----- Exercise materials -----
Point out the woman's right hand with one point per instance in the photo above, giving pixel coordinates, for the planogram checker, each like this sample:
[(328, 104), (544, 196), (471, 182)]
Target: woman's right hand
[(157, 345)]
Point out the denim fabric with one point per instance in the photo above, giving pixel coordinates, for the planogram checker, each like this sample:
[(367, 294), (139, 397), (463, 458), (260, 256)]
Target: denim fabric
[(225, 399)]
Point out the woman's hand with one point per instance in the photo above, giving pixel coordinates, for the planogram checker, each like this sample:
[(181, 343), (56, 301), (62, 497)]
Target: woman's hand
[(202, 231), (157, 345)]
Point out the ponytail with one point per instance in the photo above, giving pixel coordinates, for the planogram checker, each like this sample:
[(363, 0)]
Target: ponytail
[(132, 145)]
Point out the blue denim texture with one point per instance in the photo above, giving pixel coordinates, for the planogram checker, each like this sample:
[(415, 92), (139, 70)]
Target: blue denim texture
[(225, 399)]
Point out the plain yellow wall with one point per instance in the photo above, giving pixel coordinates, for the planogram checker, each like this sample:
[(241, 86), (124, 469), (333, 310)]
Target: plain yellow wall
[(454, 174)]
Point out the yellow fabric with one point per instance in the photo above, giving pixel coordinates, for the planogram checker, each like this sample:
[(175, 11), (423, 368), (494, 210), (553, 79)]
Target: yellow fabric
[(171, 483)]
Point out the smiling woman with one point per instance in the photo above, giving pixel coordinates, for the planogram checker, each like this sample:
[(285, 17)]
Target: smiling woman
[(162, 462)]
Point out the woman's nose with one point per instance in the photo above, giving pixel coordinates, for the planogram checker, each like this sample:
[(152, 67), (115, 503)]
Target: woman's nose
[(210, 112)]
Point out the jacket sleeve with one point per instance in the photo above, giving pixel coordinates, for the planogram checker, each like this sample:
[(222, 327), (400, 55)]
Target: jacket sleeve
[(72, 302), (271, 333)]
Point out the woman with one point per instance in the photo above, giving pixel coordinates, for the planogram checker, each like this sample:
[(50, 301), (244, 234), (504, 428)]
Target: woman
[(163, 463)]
-----
Exercise objective: Go through the records above and set each one down exactly, please.

Written reply:
Point out the woman's right hand with one point per instance in the photo above, giving pixel coordinates, for the planogram checker, each like this sample:
[(328, 104), (544, 196), (471, 182)]
Target: woman's right hand
[(157, 345)]
Point out the denim fabric with one point per instance in the photo above, giving pixel coordinates, for the planogram checker, each like this sample:
[(367, 294), (139, 397), (463, 458), (260, 256)]
Target: denim fabric
[(225, 399)]
Point out the woman's hand with one point per instance in the photo above, giving pixel coordinates, for the planogram checker, each like this sample:
[(181, 343), (56, 301), (62, 497)]
Target: woman's hand
[(202, 231), (157, 345)]
Point out the ponytail with one point per instance in the photo above, giving pixel coordinates, for the planogram checker, each like this sample:
[(363, 0)]
Target: ponytail
[(132, 145)]
Point out the blue denim texture with one point per instance in the photo above, giving pixel coordinates, for the planogram checker, each like this sample:
[(415, 92), (139, 70)]
Target: blue denim texture
[(225, 399)]
Point out the plain yellow wall with one point per instance in the photo above, giving pixel coordinates, for the planogram checker, each like this sample:
[(241, 86), (124, 469), (333, 310)]
Target: plain yellow wall
[(454, 174)]
Point out the yellow fabric with one point per instance in the photo above, giving pixel coordinates, for the planogram checker, each like this sample:
[(175, 11), (423, 368), (494, 210), (553, 79)]
Target: yellow fabric
[(171, 483)]
Point out the smiling woman with one point per instance in the photo above, giving pixel coordinates, for the planogram checker, each like this sample:
[(285, 17)]
Target: smiling woman
[(162, 462)]
Point out the woman's nose with one point per instance in the photo above, giving pixel coordinates, for the planogram checker, each like this sample:
[(152, 67), (115, 503)]
Target: woman's nose
[(210, 112)]
Point out the jacket sleeve with one point per instance in the photo above, giving pixel coordinates, for the planogram checker, each like this sample:
[(222, 327), (400, 55)]
Target: jacket sleeve
[(72, 302), (271, 333)]
Point out the woman with one point per instance in the photo above, giving pixel coordinates, for the planogram checker, each like this sample:
[(50, 301), (244, 234), (504, 428)]
Target: woman
[(163, 463)]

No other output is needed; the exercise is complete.